▶ Given request
Return every line of the records that contains the word "white", copying each such line in full.
======== Recorded data
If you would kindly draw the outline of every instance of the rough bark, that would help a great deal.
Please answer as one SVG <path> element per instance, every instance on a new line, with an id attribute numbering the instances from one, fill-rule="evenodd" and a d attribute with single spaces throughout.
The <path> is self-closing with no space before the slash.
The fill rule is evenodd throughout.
================
======== Recorded data
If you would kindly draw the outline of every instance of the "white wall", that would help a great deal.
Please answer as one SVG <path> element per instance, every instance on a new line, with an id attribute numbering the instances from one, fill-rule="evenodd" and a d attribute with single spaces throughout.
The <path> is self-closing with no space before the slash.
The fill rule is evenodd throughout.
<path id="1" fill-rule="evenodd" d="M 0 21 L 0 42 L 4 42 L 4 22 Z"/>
================
======== Recorded data
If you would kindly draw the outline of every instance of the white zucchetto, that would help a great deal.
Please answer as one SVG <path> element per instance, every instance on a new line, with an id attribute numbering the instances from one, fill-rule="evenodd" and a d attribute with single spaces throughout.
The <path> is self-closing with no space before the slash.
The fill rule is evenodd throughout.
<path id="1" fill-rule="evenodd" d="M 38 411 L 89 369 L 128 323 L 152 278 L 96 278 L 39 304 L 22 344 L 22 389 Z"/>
================
▶ Result for this exercise
If you would kindly draw the outline of every instance of the "white wall", that would help a great deal.
If you would kindly draw the outline of every instance of the white zucchetto, that would help a great deal.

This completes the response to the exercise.